Your task: Every line in the data below from the one containing "Please mark the house siding" down to the one containing "Please mark the flower", both included, must be retyped exactly; no other line is to appear.

Data for processing:
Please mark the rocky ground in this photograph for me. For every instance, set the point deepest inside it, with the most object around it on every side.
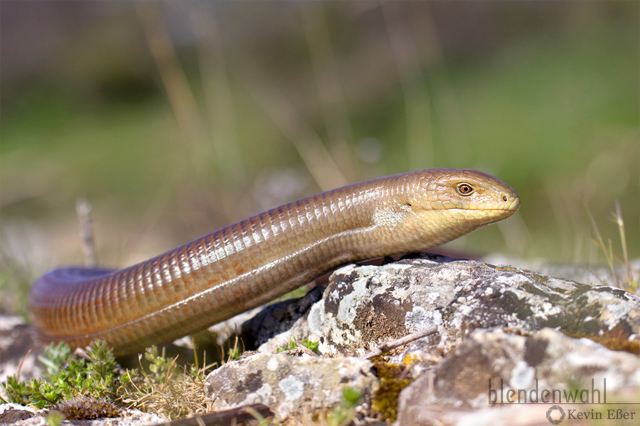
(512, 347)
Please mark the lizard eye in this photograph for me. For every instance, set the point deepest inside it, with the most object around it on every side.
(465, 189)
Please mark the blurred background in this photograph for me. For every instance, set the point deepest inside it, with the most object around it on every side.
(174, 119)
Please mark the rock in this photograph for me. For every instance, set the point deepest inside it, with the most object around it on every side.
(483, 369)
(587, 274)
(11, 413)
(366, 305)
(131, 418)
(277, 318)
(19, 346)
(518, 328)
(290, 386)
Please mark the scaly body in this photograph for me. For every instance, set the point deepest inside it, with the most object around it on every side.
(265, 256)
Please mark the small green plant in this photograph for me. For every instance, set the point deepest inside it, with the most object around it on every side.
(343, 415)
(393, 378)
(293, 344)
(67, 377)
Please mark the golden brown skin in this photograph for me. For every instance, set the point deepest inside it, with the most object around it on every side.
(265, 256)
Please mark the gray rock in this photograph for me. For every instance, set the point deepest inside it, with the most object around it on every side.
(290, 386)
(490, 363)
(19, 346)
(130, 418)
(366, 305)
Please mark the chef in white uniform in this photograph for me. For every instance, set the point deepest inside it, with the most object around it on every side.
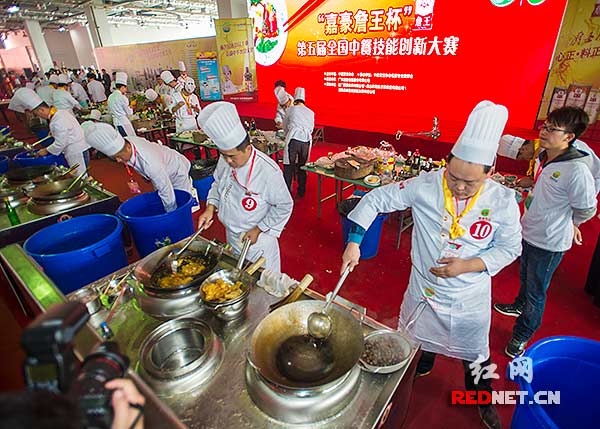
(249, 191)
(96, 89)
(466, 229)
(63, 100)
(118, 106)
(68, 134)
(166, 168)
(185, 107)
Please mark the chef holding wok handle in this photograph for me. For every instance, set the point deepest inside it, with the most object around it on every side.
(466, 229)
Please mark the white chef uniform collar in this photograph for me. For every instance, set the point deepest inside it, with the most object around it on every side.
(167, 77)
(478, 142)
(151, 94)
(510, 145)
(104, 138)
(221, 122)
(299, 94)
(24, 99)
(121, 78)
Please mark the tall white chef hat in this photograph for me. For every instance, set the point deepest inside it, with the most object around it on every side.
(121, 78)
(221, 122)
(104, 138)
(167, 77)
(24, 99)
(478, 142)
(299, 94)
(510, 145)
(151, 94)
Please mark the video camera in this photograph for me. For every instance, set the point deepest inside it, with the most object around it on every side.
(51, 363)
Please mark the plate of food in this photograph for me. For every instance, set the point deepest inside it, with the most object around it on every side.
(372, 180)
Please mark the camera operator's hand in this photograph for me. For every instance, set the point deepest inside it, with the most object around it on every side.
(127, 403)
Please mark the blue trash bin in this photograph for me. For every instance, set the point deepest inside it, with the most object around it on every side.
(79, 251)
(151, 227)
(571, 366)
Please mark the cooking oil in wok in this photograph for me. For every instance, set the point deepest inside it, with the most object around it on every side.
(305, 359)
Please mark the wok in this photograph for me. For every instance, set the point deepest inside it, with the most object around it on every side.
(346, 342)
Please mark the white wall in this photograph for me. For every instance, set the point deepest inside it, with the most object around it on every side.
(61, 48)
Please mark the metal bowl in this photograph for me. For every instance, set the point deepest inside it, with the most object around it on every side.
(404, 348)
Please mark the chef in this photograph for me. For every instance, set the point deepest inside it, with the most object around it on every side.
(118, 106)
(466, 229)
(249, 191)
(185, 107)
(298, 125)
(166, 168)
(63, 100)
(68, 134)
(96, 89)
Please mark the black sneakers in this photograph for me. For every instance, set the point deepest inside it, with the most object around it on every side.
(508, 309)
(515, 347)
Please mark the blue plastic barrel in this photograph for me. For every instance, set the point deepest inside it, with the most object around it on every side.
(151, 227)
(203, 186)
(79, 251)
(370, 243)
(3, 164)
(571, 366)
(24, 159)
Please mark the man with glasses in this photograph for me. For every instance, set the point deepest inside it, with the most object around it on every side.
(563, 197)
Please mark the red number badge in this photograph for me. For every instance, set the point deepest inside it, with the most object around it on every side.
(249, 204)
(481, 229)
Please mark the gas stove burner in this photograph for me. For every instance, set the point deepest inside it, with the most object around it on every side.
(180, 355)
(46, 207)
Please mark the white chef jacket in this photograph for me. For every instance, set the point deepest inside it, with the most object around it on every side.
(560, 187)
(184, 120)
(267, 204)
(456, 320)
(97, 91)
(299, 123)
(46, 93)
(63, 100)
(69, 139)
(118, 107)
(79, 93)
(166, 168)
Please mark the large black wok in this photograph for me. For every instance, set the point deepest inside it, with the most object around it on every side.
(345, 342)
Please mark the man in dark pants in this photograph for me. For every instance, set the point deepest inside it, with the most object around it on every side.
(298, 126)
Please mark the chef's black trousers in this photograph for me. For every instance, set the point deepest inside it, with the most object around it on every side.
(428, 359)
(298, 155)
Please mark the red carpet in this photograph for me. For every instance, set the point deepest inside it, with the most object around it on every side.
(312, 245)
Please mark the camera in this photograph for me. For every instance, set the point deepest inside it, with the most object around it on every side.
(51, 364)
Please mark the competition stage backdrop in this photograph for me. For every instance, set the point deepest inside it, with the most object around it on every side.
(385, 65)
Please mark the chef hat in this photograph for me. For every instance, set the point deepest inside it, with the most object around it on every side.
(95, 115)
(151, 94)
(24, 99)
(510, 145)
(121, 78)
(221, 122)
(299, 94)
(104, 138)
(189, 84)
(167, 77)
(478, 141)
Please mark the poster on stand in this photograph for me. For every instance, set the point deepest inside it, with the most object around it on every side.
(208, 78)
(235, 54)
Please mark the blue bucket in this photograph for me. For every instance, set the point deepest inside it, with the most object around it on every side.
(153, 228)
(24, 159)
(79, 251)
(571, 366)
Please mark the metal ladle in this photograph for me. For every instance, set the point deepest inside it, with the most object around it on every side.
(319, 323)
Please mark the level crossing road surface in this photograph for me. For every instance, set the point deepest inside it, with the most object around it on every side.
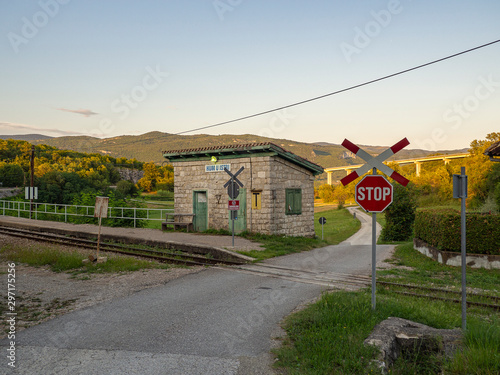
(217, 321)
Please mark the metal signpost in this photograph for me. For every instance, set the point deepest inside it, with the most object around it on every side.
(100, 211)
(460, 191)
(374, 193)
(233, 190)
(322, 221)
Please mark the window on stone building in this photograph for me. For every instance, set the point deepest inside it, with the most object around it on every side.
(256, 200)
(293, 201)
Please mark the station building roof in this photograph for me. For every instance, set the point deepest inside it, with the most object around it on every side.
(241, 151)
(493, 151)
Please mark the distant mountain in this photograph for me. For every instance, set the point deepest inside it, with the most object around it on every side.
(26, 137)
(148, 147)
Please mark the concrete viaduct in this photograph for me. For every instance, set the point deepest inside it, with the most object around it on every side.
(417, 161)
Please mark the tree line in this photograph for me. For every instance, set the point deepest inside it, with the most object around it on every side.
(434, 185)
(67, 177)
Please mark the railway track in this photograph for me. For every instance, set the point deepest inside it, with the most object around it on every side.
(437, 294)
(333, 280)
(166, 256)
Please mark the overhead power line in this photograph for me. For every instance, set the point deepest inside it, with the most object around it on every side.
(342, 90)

* * *

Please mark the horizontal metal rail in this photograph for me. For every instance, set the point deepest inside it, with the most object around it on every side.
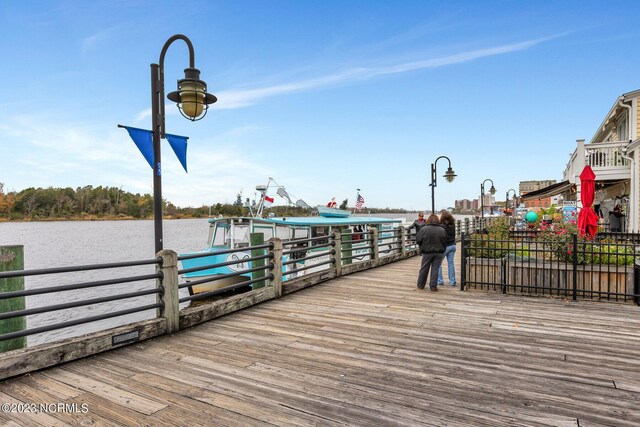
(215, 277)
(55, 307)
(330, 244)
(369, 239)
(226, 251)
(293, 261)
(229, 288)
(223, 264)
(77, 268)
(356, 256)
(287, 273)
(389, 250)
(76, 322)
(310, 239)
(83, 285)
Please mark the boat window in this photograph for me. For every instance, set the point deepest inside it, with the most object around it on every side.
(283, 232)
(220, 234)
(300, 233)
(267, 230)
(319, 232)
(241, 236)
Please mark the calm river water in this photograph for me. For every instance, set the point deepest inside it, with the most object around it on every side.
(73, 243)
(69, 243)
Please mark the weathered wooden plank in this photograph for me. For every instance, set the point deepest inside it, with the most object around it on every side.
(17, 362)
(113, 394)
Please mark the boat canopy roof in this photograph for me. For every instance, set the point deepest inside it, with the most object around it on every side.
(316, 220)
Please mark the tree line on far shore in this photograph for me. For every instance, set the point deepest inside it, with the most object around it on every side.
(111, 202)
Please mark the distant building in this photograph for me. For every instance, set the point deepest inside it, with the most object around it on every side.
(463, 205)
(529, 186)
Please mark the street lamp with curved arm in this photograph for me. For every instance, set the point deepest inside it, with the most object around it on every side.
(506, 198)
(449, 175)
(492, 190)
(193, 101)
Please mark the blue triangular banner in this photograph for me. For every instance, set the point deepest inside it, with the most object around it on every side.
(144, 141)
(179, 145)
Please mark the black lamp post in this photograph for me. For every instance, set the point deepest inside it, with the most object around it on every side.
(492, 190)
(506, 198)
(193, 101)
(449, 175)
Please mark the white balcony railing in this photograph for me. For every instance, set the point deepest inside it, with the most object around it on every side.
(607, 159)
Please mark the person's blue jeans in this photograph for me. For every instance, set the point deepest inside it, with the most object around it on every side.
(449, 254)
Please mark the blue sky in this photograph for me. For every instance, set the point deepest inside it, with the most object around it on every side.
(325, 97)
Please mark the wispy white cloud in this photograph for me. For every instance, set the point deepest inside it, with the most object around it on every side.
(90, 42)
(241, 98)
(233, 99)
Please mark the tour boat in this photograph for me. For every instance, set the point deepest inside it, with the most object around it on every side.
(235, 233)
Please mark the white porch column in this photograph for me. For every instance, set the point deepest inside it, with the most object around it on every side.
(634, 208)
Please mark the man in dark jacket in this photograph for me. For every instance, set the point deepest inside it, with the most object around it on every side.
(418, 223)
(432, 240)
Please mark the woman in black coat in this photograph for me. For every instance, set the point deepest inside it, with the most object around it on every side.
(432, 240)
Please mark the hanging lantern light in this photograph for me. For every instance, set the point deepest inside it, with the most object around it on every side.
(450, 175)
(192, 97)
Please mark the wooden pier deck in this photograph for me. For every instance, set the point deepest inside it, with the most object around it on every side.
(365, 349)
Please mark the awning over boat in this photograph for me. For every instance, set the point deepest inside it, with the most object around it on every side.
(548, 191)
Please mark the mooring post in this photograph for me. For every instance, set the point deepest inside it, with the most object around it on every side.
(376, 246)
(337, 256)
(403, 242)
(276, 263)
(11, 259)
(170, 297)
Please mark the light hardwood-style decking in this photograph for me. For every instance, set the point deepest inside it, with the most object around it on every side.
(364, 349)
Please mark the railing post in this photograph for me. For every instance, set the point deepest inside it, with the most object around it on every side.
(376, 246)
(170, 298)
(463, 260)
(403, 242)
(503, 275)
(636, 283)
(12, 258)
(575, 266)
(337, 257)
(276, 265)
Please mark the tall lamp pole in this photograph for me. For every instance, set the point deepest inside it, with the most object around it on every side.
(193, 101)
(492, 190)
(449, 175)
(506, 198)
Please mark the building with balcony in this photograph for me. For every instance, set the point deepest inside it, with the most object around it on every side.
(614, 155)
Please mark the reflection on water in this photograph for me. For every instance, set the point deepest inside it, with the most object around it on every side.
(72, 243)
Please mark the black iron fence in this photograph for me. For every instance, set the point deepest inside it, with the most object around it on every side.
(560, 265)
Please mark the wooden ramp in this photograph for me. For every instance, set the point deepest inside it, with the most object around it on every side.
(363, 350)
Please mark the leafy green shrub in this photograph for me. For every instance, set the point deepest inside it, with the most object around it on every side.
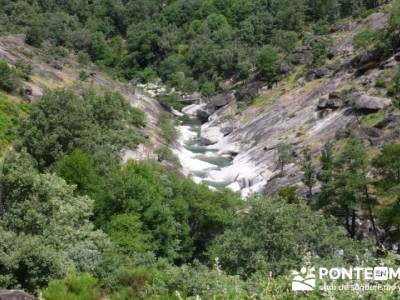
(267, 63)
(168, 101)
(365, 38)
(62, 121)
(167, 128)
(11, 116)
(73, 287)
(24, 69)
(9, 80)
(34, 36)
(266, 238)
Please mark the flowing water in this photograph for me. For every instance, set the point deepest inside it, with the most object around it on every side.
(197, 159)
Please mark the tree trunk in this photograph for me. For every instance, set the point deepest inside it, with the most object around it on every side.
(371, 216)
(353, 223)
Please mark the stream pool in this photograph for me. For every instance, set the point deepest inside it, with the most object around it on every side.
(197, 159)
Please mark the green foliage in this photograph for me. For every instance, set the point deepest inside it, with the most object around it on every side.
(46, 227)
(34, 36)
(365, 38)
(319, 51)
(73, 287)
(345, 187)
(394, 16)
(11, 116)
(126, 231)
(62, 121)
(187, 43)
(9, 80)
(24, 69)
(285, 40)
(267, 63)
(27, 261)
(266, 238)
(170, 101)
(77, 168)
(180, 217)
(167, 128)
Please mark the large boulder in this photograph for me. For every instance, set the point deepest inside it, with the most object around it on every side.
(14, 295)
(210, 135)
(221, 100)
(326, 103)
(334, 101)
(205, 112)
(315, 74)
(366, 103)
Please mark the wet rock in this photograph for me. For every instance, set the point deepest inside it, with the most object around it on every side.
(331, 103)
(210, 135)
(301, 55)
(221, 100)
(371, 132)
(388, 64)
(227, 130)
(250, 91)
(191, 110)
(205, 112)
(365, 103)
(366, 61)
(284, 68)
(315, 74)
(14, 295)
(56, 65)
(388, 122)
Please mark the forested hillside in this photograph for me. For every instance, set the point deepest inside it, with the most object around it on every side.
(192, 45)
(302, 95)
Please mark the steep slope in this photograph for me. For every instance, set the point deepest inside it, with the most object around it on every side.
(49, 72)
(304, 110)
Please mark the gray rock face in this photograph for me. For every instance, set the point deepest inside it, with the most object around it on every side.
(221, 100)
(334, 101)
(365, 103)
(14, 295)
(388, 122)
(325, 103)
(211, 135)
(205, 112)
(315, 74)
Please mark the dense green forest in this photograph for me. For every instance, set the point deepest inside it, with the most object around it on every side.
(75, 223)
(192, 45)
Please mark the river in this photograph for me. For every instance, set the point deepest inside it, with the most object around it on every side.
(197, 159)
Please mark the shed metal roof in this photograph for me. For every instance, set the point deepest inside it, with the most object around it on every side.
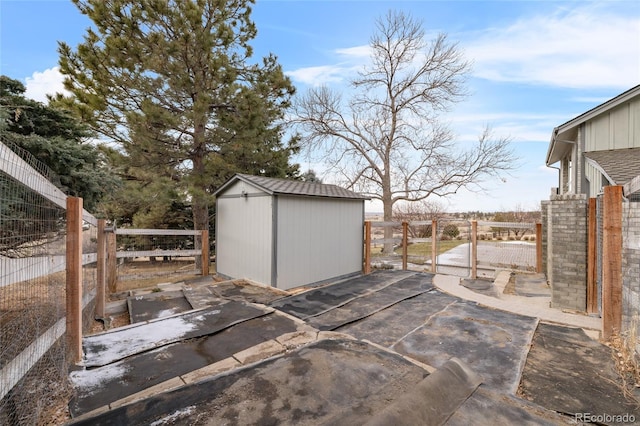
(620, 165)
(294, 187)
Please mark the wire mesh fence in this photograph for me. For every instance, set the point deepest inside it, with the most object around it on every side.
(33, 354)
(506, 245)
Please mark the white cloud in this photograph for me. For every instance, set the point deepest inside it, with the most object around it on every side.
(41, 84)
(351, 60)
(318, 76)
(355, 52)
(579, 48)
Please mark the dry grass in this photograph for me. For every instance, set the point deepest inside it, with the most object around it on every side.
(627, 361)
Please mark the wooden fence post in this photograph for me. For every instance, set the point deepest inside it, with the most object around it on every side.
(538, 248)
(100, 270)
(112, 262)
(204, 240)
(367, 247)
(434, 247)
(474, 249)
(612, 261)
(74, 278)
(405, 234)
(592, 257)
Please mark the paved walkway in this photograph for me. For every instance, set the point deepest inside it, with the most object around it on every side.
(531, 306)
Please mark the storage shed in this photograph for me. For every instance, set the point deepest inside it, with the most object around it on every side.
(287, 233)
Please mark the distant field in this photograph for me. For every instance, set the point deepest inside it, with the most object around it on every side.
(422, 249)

==

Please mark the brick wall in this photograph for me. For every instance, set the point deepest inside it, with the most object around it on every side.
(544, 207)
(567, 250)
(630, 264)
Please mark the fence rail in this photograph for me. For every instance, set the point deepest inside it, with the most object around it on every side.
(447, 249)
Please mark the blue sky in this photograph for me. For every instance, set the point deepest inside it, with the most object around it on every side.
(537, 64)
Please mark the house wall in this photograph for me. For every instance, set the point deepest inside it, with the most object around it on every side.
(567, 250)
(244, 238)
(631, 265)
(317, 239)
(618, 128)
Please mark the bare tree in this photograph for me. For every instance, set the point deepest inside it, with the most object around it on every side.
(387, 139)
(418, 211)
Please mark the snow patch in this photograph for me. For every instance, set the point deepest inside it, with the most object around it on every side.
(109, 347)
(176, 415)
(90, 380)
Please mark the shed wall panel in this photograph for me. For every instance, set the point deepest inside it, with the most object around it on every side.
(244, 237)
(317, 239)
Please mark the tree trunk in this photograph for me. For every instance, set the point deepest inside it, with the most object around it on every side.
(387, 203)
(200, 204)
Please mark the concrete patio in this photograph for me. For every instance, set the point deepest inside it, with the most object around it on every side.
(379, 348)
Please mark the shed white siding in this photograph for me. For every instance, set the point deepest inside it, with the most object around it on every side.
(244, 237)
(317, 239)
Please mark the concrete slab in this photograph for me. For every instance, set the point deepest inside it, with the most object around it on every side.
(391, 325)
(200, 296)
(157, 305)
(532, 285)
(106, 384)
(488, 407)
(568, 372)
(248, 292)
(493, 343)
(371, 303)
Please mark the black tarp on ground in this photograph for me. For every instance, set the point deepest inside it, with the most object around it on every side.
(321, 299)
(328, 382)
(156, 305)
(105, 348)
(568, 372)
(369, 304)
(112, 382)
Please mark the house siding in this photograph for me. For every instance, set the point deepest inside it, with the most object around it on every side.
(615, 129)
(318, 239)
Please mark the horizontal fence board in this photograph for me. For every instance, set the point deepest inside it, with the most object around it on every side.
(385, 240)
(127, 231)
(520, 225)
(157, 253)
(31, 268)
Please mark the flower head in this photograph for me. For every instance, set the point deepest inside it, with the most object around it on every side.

Output:
Please mark the house siding in this photograph for me. For every instance, set the point deepest inside it, with the most object around it on every side.
(615, 129)
(318, 239)
Please mark the horizontal fence board in this photograph for me. For every instance, set the point deepest inside it, with the most object around it on every side.
(385, 240)
(127, 231)
(520, 225)
(157, 253)
(31, 268)
Please mark the flower head in this photograph for me. For every instance, set the point deepest inside it, with the most object around it on every side.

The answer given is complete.